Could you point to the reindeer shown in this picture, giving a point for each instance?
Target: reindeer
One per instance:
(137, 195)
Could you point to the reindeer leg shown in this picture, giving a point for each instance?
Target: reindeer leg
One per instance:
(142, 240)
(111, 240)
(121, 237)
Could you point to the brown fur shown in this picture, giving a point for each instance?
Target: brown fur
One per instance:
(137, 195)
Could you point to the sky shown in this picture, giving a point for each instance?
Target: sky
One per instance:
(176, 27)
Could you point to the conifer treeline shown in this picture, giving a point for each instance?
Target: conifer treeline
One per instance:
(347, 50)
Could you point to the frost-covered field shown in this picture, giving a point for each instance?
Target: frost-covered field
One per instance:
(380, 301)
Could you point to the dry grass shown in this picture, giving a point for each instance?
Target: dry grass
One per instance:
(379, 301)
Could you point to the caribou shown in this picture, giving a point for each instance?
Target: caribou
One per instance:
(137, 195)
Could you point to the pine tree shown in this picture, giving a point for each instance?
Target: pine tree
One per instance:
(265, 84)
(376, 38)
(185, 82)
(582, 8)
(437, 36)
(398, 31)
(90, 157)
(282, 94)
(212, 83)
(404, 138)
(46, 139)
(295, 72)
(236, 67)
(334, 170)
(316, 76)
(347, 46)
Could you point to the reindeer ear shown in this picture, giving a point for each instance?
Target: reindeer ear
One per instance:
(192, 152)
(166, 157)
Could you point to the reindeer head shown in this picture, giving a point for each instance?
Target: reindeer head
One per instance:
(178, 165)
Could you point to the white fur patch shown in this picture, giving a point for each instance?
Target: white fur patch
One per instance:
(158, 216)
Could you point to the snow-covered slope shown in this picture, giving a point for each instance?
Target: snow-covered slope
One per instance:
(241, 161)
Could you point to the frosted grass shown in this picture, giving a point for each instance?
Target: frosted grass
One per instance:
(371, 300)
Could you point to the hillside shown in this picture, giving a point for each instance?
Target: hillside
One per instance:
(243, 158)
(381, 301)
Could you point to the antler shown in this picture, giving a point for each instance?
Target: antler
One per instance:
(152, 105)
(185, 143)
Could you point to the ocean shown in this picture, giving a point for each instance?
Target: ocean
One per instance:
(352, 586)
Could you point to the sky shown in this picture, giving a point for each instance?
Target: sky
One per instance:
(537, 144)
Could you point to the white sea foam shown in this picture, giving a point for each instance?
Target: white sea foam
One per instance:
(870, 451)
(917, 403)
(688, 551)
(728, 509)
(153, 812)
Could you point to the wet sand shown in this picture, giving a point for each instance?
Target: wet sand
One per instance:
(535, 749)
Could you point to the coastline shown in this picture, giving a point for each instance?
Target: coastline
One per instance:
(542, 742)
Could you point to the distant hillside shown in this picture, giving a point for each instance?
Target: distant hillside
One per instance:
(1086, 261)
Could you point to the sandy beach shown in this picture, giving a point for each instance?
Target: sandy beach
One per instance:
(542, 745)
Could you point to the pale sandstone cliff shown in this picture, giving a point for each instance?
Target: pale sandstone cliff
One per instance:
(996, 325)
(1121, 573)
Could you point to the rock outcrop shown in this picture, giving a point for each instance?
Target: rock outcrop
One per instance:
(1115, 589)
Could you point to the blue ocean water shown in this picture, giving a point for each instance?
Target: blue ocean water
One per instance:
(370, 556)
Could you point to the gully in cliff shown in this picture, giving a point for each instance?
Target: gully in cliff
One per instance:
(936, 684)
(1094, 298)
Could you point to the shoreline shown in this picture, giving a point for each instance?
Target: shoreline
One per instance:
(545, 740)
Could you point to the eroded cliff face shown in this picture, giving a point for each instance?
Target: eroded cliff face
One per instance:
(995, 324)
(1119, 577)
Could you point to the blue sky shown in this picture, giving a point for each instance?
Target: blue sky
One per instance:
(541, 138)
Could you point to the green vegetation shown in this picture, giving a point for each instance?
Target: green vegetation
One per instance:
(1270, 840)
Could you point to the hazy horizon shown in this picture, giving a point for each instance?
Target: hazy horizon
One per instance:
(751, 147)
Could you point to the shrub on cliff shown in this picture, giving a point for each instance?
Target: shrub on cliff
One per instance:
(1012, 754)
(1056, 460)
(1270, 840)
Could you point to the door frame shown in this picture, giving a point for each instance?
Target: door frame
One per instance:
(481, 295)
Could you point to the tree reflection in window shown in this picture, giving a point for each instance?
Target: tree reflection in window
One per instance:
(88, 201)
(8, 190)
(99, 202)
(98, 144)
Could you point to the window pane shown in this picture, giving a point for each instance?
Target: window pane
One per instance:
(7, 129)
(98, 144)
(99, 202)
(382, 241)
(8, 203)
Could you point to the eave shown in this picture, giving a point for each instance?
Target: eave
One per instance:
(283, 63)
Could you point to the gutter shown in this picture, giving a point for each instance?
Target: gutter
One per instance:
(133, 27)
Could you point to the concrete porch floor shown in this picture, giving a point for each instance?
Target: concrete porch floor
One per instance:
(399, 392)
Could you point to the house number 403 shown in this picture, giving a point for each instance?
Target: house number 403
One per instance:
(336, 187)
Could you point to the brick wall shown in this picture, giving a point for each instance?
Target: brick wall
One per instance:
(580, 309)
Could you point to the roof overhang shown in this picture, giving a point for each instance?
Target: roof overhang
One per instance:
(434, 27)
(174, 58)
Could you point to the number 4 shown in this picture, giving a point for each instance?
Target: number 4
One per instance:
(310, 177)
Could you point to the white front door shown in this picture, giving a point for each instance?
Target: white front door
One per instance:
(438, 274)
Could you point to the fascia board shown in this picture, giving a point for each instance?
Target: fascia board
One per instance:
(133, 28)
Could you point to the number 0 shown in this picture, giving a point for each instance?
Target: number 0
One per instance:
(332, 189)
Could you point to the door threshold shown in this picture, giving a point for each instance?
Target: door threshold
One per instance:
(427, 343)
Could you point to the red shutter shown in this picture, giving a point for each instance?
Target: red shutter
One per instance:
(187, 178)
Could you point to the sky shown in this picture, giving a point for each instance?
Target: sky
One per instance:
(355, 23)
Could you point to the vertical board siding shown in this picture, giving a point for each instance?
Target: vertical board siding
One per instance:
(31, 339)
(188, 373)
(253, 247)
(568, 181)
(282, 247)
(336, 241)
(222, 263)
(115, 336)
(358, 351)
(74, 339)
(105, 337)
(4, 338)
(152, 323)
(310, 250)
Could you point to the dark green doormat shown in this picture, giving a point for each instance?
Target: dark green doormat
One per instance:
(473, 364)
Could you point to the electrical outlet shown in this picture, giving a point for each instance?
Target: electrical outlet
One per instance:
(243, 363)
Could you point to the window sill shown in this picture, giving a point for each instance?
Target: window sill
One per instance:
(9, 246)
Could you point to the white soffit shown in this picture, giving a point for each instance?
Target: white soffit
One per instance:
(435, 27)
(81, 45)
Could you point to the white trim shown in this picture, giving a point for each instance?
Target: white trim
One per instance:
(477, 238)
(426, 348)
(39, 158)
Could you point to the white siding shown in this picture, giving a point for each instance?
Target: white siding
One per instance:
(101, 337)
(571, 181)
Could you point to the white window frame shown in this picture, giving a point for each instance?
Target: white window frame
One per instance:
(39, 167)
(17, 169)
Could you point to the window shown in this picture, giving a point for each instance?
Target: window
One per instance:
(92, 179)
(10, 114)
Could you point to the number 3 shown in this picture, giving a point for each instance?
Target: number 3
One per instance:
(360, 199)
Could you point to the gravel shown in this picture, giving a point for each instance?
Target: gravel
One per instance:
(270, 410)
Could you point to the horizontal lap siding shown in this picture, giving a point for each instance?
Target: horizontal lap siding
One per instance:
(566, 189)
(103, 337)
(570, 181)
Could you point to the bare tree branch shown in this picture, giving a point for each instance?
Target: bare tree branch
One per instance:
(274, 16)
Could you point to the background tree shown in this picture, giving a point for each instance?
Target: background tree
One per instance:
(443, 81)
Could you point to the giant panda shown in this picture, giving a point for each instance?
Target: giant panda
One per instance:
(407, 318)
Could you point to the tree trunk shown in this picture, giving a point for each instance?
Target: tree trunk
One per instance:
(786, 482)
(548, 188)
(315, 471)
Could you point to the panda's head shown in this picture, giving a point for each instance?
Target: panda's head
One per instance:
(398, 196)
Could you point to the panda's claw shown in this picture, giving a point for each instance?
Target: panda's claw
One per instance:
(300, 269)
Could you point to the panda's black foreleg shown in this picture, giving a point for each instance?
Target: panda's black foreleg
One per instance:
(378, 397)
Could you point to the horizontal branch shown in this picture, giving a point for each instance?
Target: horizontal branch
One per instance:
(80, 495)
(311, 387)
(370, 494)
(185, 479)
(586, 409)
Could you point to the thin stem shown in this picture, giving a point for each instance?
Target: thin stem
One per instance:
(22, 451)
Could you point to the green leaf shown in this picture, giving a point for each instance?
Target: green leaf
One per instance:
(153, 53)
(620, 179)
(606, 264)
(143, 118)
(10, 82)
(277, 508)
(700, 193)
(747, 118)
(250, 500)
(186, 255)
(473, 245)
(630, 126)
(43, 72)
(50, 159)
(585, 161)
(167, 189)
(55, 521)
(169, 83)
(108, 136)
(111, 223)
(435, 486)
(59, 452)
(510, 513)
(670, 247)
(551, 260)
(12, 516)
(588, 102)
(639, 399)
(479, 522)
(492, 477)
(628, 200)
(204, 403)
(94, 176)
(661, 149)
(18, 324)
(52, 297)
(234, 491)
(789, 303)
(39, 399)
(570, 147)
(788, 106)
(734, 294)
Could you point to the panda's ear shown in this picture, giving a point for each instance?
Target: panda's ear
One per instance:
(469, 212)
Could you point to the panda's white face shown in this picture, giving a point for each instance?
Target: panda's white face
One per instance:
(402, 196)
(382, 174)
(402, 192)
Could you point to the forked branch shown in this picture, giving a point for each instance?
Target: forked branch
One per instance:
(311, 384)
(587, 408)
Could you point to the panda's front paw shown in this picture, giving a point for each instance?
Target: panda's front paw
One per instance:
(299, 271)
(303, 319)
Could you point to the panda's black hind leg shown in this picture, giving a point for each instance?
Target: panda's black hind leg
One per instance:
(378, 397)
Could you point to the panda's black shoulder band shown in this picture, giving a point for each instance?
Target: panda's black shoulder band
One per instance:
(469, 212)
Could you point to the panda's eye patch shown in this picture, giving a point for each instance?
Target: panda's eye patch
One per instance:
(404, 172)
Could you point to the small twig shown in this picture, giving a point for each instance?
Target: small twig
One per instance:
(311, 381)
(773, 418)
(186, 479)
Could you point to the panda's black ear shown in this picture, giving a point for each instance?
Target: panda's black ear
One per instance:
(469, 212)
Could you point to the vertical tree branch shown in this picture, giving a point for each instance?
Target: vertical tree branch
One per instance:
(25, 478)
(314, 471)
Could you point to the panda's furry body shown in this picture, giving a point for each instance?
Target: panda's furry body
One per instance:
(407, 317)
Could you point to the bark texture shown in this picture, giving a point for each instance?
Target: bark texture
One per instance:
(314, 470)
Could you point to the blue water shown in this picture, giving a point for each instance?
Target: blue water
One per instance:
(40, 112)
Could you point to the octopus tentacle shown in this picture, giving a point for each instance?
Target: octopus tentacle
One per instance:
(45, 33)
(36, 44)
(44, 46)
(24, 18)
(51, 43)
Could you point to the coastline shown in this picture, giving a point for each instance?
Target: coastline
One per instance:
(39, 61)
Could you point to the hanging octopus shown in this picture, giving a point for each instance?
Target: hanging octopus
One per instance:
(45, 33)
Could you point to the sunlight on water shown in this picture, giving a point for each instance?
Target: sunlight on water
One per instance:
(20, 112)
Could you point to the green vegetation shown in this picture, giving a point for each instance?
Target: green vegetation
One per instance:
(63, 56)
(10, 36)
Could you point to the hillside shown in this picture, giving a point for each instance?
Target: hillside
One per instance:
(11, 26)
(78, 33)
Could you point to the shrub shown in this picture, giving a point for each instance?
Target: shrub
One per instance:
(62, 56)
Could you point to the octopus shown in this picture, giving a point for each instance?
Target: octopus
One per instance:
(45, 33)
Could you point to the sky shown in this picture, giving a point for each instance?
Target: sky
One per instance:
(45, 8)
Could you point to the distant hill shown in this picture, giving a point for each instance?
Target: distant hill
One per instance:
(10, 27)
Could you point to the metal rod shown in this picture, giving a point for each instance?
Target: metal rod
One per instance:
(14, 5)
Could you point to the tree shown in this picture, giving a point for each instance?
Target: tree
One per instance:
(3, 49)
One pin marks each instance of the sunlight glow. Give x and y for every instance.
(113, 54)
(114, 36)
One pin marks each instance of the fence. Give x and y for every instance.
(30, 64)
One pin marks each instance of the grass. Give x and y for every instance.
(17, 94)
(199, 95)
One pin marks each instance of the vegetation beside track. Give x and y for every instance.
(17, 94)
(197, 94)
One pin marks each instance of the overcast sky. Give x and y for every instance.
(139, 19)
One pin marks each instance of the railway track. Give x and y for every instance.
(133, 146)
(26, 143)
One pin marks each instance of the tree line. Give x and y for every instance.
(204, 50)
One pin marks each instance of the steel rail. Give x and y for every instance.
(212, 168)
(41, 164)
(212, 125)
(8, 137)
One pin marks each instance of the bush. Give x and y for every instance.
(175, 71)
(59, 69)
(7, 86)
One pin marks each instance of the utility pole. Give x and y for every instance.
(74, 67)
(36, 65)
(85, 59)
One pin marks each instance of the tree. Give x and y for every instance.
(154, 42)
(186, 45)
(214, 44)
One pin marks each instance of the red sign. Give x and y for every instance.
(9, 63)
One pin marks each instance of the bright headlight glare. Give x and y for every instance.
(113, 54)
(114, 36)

###

:: ABOUT THIS EXERCISE ::
Copy each line in the data that holds the word "hanging".

:: OUTPUT ::
Could you point to the hanging octopus shown in this picture, giving a point for each instance?
Target: hanging octopus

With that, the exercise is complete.